**PROBLEM TO WORK ON**
In the listing below, substitute "a single point for each instance" for every occurrence of "one point per instance" and reproduce all lines with nothing else altered.
--- START OF LISTING ---
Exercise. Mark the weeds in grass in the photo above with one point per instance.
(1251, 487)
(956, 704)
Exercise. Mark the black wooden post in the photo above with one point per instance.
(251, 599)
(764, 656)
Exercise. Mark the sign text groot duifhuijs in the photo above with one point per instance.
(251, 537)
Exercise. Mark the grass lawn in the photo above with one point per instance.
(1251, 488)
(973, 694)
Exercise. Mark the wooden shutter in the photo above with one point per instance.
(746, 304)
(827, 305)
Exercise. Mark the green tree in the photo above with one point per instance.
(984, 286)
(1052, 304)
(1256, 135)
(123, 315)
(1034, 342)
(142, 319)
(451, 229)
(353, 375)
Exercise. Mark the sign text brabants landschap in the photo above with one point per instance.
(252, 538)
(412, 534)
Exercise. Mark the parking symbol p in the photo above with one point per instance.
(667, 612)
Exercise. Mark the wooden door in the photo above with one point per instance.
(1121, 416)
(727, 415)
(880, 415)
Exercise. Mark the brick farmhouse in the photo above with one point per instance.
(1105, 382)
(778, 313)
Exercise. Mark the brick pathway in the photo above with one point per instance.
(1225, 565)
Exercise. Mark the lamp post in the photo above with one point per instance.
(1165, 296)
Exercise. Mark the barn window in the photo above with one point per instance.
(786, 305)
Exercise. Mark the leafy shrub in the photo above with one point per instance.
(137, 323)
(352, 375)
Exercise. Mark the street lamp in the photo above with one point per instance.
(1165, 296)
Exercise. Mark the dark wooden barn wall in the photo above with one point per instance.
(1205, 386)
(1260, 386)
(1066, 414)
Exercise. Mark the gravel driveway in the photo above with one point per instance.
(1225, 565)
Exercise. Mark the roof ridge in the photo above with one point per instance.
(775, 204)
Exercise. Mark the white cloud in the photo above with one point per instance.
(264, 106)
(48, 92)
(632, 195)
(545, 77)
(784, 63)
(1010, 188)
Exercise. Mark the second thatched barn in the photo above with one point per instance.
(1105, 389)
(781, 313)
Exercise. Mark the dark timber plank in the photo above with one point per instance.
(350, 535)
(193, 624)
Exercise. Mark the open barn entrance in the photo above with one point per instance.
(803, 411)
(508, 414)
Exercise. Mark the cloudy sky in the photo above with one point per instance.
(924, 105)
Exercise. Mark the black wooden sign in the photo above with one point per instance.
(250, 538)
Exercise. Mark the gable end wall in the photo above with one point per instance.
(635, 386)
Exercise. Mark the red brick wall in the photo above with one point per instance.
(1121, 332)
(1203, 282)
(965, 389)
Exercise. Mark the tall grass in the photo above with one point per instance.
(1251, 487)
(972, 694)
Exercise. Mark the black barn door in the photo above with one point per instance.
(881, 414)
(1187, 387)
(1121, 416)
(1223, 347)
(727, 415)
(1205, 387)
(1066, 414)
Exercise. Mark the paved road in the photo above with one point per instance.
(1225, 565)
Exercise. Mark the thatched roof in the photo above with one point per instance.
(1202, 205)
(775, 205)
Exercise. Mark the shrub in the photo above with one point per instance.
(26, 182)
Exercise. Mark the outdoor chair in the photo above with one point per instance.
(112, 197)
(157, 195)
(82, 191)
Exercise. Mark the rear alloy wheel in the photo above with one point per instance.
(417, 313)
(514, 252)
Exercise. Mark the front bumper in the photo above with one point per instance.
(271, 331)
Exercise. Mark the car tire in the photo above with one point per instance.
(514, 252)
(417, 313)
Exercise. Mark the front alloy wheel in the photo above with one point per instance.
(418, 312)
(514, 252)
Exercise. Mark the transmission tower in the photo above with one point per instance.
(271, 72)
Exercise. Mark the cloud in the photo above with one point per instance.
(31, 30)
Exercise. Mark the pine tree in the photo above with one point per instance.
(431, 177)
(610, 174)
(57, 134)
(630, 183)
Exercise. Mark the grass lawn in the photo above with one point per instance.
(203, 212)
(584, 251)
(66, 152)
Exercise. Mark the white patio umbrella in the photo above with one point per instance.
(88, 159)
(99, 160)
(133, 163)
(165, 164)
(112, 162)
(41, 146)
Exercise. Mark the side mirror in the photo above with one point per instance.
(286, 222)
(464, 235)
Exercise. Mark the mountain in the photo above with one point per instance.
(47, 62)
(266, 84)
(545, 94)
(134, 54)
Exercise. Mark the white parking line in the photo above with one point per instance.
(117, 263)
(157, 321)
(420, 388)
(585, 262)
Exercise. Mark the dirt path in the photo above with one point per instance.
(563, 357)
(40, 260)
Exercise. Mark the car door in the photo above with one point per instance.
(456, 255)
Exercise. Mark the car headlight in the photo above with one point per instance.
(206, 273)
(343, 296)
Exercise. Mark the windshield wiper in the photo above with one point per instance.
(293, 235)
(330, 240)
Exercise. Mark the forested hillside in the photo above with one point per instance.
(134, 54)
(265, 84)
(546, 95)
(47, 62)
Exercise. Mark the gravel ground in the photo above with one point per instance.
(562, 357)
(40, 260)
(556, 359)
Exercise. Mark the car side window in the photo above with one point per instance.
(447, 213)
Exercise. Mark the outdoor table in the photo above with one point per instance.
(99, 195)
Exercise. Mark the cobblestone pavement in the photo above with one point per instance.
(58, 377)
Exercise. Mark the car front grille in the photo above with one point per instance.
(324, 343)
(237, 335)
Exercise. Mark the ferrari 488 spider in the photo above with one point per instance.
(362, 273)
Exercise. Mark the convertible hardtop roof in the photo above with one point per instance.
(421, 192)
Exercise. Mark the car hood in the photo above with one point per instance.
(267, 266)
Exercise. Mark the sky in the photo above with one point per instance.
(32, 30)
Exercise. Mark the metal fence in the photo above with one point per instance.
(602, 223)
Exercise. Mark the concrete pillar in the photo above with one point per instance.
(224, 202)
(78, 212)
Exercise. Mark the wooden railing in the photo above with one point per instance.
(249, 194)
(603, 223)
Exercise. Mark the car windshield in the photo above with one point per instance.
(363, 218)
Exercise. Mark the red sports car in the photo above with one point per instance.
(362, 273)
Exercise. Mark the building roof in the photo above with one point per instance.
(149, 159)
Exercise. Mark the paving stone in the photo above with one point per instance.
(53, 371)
--- END OF LISTING ---
**TASK OUTPUT**
Exercise. Mark the weeds in grass in the photo above with a single point for each instance.
(1251, 487)
(956, 704)
Exercise. Mark the black wooden post in the photo above with a single point for each instance.
(251, 599)
(764, 656)
Exercise. Mark the sign text groot duifhuijs in the photo above with a single point for each instance.
(251, 537)
Exercise. Mark the grass lawn in the photo above with a single point for each instance.
(1251, 488)
(973, 694)
Exercise. Mark the wooden shutter in the photo above with a single point for each instance.
(746, 304)
(827, 305)
Exercise. Mark the green tree in the photo above with a single point for each instance.
(984, 286)
(1052, 304)
(1256, 135)
(123, 315)
(1034, 342)
(142, 319)
(451, 229)
(353, 375)
Exercise. Mark the sign text brabants landschap in the photo above with a single point for each instance.
(252, 538)
(412, 534)
Exercise. Mark the parking symbol p in the photo above with a single point for each instance.
(667, 612)
Exercise. Mark the wooden door in the photo above with a single point for each instance.
(1121, 416)
(727, 415)
(880, 415)
Exercise. Mark the brick farmhouse in the photo above with a single point for each instance.
(1105, 382)
(778, 313)
Exercise. Mark the brick pathway in the photo above with a single point for each instance.
(1225, 565)
Exercise. Mark the lamp post in the photo above with a single point for each instance.
(1165, 296)
Exercise. Mark the barn window in the photo above with a single point for each instance.
(786, 305)
Exercise. Mark the leafy shrub in the photo above with a single point for each instance.
(137, 323)
(352, 375)
Exercise. Mark the street lamp in the photo above with a single point for each instance.
(1165, 296)
Exercise. Mark the dark wooden barn wall in the photo above with a single point for each instance.
(1205, 386)
(1260, 386)
(1066, 414)
Exercise. Mark the gravel driveway in the photo above with a single point for each instance.
(1225, 565)
Exercise. Mark the roof ridge in the photo above with a single point for each instance.
(775, 204)
Exercise. Mark the white cloud in the photo above with a single point for each instance.
(264, 106)
(48, 92)
(632, 195)
(545, 77)
(784, 63)
(1010, 188)
Exercise. Mark the second thatched barn in the photo above with a single point for each instance.
(1105, 389)
(781, 313)
Exercise. Mark the dark timber plank in the photo above with a single point for each instance.
(350, 535)
(193, 624)
Exercise. Mark the open barn entrance in the photo above with a single point for each instance.
(803, 411)
(508, 414)
Exercise. Mark the cloudy sky in the photo above with a single point for each instance.
(924, 105)
Exercise. Mark the black wooden sign in the photo above with a single point for each instance.
(250, 538)
Exercise. Mark the gable end wall in the photo above with a single point for each instance.
(635, 386)
Exercise. Mark the red brick wall in the photo above with a single point for each instance.
(1121, 332)
(1203, 282)
(965, 389)
Exercise. Mark the tall grass in the photo above with a single point for each instance.
(1251, 487)
(972, 694)
Exercise. Mark the black barn door in the photo above with a single point for each instance.
(881, 414)
(1187, 387)
(1121, 416)
(1223, 347)
(727, 415)
(1205, 387)
(1066, 414)
Exercise. Mark the paved road in the photo above with a single point for each instance.
(1225, 565)
Exercise. Mark the thatched roof in the photo above with a single point for each instance.
(1202, 205)
(775, 205)
Exercise. Mark the shrub in the photo above with a single point for each instance.
(26, 182)
Exercise. Mark the outdoor chair in the photo above with a single point for each instance.
(112, 197)
(157, 195)
(82, 191)
Exercise. Mark the rear alloy wheel in the photo above with a single point for each instance.
(417, 313)
(514, 252)
Exercise. Mark the front bumper in the photo above with a single point for each instance.
(271, 331)
Exercise. Mark the car tire in the photo above with a single point for each instance.
(514, 252)
(417, 313)
Exercise. Mark the front alloy wheel in the photo above with a single point for each instance.
(418, 312)
(514, 252)
Exercise. Mark the transmission tower in the photo above with a single point for each instance.
(271, 72)
Exercise. Mark the cloud in the photo above with a single point for each instance.
(31, 30)
Exercise. Mark the pine tree in the photo above with a single point for each instance.
(431, 177)
(610, 174)
(57, 134)
(630, 183)
Exercise. Mark the grass lawn in the photo above with a single point for each instance.
(203, 212)
(584, 251)
(66, 152)
Exercise. Mark the white patio umbrella in the photo above with a single point for each instance.
(88, 159)
(99, 160)
(133, 163)
(165, 164)
(112, 162)
(41, 146)
Exercise. Mark the side mirror in the photo above with a single point for each instance.
(286, 222)
(464, 235)
Exercise. Mark the mountain in the photo above with a single point for each instance.
(47, 62)
(266, 84)
(545, 94)
(134, 54)
Exercise. Mark the white parking line in the photo above with a single point for each instance.
(117, 263)
(157, 321)
(420, 388)
(585, 262)
Exercise. Mark the dirt path in the photo above with a single point for each instance.
(563, 357)
(40, 260)
Exercise. Mark the car door in the photo above with a single point for each instance.
(456, 255)
Exercise. Mark the car headlight in the photo above with a single point for each instance.
(206, 273)
(343, 296)
Exercise. Mark the windshield wiper in the photo above with a single point for each instance.
(293, 235)
(330, 240)
Exercise. Mark the forested hillside in the photo above with a single point for each instance.
(134, 54)
(265, 84)
(546, 95)
(47, 62)
Exercise. Mark the gravel ground in the photo above with a single point for each instance.
(562, 357)
(40, 260)
(556, 359)
Exercise. Mark the car side window in the photo above with a single point for each instance.
(447, 213)
Exercise. Mark the outdoor table in the photo above with a single point for each instance.
(99, 195)
Exercise. Mark the cobblestone pavement in the photo above with a single point for each instance.
(58, 377)
Exercise. Mark the car front grille in the photo above with a single point for each instance.
(324, 343)
(237, 335)
Exercise. Mark the ferrari 488 spider in the photo above with a single point for each instance.
(362, 273)
Exercise. Mark the convertible hardtop roof in the photo above with a single point for each instance.
(421, 192)
Exercise. Mark the car hood in the photo above with a single point for each instance.
(267, 266)
Exercise. Mark the sky in the photo above with a single point for each instance.
(32, 30)
Exercise. Mark the metal fence in the photo above with a single point for each instance.
(602, 223)
Exercise. Mark the concrete pillar in the photo above with a single point for each instance.
(224, 202)
(78, 212)
Exercise. Mark the wooden railing in the photo above with a single point for each instance.
(249, 194)
(603, 223)
Exercise. Mark the car windshield in the photo above with a single point for each instance.
(363, 218)
Exercise. Mark the red sports car in the photo above with a single point for each instance.
(362, 273)
Exercise. Mark the building roof in the photo above with a single point for each instance.
(149, 159)
Exercise. Mark the paving stone in the photo above with a single point for each instance.
(53, 371)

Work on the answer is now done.